▸ Data extract
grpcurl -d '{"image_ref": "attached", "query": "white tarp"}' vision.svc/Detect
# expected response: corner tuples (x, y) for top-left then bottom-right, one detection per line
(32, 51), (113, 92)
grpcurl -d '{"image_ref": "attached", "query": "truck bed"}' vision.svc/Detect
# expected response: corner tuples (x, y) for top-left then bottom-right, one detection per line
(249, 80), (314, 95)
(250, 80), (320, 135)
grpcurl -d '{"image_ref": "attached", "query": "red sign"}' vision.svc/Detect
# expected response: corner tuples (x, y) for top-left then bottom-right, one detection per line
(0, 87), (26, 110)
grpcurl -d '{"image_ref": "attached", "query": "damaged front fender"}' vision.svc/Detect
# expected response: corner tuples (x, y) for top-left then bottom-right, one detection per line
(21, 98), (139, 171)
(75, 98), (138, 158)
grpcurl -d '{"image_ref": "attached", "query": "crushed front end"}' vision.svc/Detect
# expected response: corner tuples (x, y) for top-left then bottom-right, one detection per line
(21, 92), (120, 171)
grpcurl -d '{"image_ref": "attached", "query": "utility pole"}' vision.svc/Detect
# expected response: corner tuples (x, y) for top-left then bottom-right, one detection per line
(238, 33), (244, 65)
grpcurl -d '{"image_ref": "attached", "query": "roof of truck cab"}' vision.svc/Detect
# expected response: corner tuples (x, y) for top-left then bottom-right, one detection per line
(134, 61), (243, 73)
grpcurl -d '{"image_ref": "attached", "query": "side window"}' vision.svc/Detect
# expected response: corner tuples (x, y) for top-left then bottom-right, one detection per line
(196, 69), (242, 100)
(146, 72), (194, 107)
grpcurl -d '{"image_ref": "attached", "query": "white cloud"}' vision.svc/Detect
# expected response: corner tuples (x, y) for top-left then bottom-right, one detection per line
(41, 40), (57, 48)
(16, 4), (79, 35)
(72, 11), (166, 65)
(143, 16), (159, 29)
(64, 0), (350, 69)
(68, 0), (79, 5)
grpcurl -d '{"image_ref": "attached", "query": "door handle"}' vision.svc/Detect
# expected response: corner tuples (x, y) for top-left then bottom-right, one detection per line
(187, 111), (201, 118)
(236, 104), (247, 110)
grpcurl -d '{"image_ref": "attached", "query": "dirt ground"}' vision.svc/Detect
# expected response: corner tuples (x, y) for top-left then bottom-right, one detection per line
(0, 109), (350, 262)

▸ Problem description
Can you copy every entry above line for line, changing nothing?

▸ Result of this exercise
grpcurl -d '{"image_ref": "attached", "query": "white tarp"}' vision.svc/Detect
# expected response: corner tuples (x, y) for top-left then bottom-right, one detection per line
(32, 51), (113, 92)
grpcurl -d '{"image_ref": "attached", "query": "truck bed"}' vision.svc/Detect
# expected response: corner tuples (x, y) for top-left then bottom-right, one detection per line
(249, 80), (314, 95)
(250, 80), (320, 135)
grpcurl -d '{"image_ref": "attached", "query": "red sign"}' vision.svc/Detect
# expected response: corner tuples (x, y) for top-left then bottom-right, one detection per line
(0, 87), (26, 110)
grpcurl -d '{"image_ref": "attached", "query": "damaged front fender"}' vision.svc/Detect
# expected response: corner tuples (x, y) for top-left then bottom-right, one detection per line
(21, 98), (139, 171)
(75, 98), (138, 158)
grpcurl -d '{"image_ref": "attached", "query": "crushed front end"}' vision.svc/Detect
# expected response: corner tuples (x, y) for top-left then bottom-right, one detection per line
(21, 92), (120, 171)
grpcurl -d '{"image_ref": "attached", "query": "utility pole"}' vision.svc/Detect
# expected response: corner tuples (x, y) for top-left then bottom-right, one detection per line
(238, 33), (244, 65)
grpcurl -d '{"image_ref": "attached", "query": "roof of truck cab"}' vision.svc/Detect
# expected response: corner tuples (x, y) for top-left then bottom-right, one detection per line
(134, 61), (243, 73)
grpcurl -d '{"image_ref": "attached", "query": "side window"}' vision.svc/Detect
# expected response: corner tuples (x, y) for top-left then bottom-right, one detection per line
(196, 69), (242, 100)
(146, 72), (194, 107)
grpcurl -d '{"image_ref": "attached", "query": "white cloud"}' vision.svc/Detect
# expected response: corner tuples (x, y) for top-left then bottom-right, one detection per line
(41, 40), (57, 48)
(16, 4), (79, 35)
(72, 11), (166, 65)
(143, 16), (159, 29)
(64, 0), (350, 69)
(68, 0), (79, 5)
grpcurl -d '{"image_ref": "attached", "query": "door handle"}' vision.svc/Detect
# expected response: corner tuples (x, y) for top-left then bottom-right, one detection per line
(187, 111), (201, 118)
(236, 104), (247, 110)
grpcurl -d '{"image_ref": "attached", "query": "dirt ground"}' vision.svc/Detect
# expected response: corner tuples (x, y) for top-left then bottom-right, one detection per line
(0, 109), (350, 262)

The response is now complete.